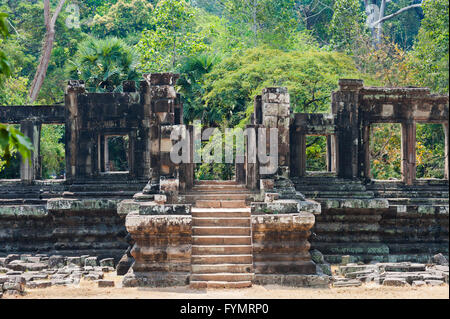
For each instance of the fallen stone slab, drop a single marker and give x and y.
(61, 282)
(90, 262)
(396, 282)
(32, 276)
(433, 282)
(124, 265)
(439, 259)
(354, 275)
(418, 283)
(343, 270)
(56, 261)
(11, 257)
(33, 259)
(93, 276)
(73, 262)
(105, 283)
(13, 292)
(107, 262)
(347, 283)
(38, 284)
(107, 269)
(14, 273)
(401, 267)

- _TASK GOAL_
For this exercise, copy the entries above exactly and skip any picture.

- _YOUR SOLUTION_
For each instance of the fallen stone slab, drop a single marker and give x and y.
(61, 282)
(90, 262)
(396, 282)
(32, 276)
(433, 282)
(124, 265)
(439, 259)
(354, 275)
(418, 283)
(343, 270)
(56, 261)
(11, 257)
(33, 259)
(93, 276)
(73, 262)
(105, 283)
(13, 292)
(107, 262)
(347, 283)
(38, 284)
(107, 269)
(14, 273)
(401, 267)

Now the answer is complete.